## Aim of the exercise
Rewrite the lines below, putting "kitchen stove" wherever "stainless steel range" appears and leaving everything else unchanged.

## Given records
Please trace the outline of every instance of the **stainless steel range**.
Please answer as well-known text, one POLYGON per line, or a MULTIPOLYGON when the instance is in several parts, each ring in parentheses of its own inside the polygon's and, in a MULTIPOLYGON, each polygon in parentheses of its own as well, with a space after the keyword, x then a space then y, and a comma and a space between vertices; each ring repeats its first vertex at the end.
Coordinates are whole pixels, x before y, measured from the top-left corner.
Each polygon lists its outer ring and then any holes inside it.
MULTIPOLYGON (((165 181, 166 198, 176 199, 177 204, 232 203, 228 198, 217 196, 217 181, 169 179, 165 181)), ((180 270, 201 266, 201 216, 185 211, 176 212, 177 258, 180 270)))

## Written reply
Please trace the outline of every instance of the **kitchen stove**.
Please answer as well-known text, one POLYGON per line, or a MULTIPOLYGON when the instance is in several parts, each ring in parentheses of its own inside the polygon's and, in a MULTIPOLYGON, each polygon in parentheses of its own as well, with a space after the keyword, x then a space then y, and a comma and a space between vertices; each ring repeats its first vertex at the end.
Coordinates are whole pixels, x before y, measured from the top-left corner.
Each polygon lists its outer ring and then any holes inside it.
MULTIPOLYGON (((165 181, 166 198, 176 199, 177 204, 232 203, 228 198, 217 196, 217 181, 169 179, 165 181)), ((180 270, 201 266, 201 216, 185 211, 176 212, 177 258, 180 270)))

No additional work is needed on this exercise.